_Material to process_.
§

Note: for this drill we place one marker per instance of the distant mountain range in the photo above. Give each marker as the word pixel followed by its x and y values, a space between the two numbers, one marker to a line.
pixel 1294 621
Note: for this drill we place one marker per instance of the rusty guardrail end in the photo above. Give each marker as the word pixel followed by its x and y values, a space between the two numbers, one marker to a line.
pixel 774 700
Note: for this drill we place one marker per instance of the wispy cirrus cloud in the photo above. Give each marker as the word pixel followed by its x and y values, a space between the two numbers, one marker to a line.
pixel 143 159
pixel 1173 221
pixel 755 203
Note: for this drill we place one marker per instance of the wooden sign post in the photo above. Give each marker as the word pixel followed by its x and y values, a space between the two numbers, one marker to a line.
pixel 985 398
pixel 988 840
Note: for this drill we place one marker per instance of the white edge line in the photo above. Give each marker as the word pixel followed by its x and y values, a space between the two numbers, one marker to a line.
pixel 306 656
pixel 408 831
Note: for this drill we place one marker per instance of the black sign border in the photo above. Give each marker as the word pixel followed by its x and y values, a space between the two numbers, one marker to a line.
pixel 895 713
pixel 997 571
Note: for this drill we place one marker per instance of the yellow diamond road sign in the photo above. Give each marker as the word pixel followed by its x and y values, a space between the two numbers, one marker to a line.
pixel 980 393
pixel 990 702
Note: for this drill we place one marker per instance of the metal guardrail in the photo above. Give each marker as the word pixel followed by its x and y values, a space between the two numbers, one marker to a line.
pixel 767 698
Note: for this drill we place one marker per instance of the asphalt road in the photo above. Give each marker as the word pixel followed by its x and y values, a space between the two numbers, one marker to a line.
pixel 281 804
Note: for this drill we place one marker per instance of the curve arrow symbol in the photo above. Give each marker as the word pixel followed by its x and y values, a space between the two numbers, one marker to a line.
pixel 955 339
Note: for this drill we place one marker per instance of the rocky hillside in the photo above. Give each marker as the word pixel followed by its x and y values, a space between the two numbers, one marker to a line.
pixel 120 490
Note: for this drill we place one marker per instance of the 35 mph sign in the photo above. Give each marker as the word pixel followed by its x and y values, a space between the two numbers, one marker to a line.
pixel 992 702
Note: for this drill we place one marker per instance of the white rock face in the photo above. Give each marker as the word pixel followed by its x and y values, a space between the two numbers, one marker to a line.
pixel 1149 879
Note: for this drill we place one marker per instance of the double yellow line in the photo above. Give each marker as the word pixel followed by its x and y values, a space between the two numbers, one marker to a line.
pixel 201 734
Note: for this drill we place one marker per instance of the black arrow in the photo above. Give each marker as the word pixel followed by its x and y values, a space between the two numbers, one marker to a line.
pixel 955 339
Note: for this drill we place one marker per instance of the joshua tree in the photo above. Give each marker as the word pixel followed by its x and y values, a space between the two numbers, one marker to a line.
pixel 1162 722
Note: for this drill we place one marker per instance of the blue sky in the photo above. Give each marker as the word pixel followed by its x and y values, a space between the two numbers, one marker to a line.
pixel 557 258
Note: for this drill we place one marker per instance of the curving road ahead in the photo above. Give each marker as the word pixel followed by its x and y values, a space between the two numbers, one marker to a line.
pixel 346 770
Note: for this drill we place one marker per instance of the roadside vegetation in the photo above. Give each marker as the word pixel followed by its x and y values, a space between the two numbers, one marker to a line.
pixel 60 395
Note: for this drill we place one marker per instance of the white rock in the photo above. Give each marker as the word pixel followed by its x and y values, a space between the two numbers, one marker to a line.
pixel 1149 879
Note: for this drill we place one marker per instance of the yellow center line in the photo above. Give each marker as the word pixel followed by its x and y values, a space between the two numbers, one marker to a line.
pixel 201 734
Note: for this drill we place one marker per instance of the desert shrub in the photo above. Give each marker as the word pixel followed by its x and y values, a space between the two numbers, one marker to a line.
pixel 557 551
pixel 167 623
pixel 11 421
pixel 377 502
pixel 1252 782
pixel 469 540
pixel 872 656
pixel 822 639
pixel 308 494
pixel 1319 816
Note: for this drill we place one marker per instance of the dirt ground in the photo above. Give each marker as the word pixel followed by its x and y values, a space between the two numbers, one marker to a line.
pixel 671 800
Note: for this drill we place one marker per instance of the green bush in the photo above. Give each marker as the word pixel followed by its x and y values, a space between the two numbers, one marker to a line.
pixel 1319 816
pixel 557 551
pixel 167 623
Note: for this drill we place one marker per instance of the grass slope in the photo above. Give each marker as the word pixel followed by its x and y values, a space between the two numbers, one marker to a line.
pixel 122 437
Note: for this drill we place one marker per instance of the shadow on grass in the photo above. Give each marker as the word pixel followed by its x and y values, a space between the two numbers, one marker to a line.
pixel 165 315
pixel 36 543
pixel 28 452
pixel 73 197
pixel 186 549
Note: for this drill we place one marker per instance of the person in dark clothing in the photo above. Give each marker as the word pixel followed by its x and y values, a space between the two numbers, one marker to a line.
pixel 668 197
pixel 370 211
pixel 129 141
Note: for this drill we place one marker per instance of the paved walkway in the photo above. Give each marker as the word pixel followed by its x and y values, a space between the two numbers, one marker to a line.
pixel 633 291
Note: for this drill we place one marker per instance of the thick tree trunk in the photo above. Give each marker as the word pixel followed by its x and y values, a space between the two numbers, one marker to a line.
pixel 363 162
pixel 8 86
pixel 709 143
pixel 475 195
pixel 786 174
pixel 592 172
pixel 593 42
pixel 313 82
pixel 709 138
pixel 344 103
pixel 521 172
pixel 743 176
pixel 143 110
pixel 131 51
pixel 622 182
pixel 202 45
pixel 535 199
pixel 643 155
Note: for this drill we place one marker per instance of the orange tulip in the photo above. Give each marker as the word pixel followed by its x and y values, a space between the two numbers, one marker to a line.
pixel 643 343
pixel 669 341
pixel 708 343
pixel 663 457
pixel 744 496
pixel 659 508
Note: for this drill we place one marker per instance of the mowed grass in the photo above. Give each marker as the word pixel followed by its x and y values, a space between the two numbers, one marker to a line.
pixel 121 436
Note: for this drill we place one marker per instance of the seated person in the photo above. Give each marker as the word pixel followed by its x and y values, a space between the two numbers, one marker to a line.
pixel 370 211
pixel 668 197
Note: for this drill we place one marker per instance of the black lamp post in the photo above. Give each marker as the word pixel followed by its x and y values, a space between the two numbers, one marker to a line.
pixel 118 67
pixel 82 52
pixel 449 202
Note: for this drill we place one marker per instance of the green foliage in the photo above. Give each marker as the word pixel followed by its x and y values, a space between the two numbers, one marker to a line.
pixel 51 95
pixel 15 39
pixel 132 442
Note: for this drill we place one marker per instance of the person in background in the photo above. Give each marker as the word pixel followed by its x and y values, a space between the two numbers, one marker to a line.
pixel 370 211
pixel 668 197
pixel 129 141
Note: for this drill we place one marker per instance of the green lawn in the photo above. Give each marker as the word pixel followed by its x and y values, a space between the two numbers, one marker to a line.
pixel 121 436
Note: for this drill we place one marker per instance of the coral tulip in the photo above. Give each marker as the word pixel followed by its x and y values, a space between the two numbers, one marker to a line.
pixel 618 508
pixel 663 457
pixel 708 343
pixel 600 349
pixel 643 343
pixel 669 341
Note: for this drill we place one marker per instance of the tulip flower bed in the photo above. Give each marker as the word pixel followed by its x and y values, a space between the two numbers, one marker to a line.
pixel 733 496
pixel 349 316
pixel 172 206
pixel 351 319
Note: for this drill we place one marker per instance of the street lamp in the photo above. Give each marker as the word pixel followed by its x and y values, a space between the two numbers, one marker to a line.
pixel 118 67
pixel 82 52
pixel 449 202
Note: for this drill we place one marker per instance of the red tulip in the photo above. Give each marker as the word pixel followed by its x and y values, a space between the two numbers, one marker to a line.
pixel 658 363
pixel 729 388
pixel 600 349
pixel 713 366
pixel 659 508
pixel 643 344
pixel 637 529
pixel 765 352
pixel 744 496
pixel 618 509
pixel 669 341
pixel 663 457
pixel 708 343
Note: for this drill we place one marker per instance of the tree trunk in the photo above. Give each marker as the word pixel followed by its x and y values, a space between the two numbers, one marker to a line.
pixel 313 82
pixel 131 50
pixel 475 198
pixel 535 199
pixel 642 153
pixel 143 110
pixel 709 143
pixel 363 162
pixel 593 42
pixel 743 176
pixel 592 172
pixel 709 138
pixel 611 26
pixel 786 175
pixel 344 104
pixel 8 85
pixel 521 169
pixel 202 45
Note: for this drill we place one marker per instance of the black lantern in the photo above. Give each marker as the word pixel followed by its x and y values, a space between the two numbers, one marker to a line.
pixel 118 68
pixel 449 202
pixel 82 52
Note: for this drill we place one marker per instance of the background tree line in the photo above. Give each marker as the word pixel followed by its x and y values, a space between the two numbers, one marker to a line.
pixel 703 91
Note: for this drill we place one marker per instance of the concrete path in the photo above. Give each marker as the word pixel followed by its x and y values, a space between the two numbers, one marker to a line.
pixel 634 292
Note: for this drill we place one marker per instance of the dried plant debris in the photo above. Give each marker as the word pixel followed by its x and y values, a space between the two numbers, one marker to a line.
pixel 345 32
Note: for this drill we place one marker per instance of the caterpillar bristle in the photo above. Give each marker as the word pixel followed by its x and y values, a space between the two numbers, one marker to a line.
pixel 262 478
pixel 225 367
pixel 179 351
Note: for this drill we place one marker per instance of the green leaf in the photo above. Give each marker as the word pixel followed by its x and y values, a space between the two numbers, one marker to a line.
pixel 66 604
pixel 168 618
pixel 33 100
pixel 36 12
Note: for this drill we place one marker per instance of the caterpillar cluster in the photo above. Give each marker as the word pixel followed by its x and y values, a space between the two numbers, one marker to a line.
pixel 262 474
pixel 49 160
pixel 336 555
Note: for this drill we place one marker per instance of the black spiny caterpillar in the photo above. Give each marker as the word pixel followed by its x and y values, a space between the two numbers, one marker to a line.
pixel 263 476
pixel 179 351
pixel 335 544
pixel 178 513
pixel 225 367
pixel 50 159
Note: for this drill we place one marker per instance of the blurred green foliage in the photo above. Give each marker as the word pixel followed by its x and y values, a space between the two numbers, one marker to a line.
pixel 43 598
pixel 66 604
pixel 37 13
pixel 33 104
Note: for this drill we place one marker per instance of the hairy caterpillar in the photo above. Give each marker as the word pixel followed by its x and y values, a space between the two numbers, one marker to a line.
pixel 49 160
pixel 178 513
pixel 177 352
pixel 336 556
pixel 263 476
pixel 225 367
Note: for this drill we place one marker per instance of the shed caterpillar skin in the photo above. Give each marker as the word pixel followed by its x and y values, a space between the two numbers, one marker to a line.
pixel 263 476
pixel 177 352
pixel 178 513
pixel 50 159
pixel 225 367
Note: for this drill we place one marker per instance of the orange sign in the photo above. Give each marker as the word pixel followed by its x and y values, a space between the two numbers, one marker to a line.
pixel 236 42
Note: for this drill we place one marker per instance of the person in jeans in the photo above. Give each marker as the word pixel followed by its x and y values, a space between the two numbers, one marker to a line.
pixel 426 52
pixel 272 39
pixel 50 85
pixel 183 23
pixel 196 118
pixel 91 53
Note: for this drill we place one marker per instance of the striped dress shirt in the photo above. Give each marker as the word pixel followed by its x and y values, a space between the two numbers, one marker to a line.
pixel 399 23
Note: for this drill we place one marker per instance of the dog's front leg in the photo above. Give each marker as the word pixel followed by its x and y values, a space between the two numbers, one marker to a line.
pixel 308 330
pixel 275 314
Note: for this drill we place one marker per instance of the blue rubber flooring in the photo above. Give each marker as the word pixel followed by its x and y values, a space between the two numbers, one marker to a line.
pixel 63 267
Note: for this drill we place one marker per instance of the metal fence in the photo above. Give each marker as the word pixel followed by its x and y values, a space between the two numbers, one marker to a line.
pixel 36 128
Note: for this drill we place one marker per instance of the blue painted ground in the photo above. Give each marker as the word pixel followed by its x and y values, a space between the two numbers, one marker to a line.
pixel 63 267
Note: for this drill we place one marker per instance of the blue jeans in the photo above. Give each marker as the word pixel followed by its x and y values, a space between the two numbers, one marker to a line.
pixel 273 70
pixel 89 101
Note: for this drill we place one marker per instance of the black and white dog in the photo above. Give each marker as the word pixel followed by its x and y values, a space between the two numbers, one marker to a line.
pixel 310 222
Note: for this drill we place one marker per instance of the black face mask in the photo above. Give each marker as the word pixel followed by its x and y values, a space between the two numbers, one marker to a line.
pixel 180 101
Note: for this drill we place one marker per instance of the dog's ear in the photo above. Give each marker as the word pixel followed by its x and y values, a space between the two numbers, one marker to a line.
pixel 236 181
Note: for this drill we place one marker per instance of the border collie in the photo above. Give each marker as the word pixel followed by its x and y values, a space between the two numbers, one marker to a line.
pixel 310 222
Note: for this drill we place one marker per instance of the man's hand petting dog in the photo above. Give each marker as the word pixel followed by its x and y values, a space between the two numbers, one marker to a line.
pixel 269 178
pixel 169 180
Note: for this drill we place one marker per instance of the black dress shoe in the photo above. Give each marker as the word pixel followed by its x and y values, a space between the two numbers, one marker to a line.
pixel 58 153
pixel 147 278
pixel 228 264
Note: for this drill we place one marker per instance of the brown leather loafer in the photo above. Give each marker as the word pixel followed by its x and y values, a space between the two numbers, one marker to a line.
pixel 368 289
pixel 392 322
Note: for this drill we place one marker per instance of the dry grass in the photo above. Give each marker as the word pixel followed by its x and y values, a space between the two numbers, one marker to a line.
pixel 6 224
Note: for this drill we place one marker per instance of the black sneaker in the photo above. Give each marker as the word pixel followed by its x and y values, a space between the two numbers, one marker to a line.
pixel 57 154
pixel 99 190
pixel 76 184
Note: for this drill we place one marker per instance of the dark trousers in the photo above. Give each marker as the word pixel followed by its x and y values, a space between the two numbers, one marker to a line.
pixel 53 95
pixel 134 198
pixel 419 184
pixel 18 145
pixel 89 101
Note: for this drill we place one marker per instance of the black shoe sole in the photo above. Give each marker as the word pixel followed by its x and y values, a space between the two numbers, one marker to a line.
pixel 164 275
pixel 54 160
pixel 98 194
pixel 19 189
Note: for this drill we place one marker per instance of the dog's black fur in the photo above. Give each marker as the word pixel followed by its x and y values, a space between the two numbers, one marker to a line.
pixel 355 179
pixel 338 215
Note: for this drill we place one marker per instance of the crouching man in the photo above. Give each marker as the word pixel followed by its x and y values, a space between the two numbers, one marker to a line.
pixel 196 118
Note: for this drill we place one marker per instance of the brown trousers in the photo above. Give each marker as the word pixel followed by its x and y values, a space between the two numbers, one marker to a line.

§

_Set problem_.
Reproduce exactly the lines from the one containing "of the crouching" through the last line of the records above, including both, and nothing else.

_Task result_.
Note: for this drill we place one marker per instance of the crouching man in the photo above. Give each marker as the word pixel followed by its x and y values, a space between the two numbers, one marker to a line.
pixel 196 118
Note: for this drill we place one marker per instance of the brown trousers in the photo above. Give each marker as the word pixel followed by its x and y values, a space between the two numbers, one marker to a line.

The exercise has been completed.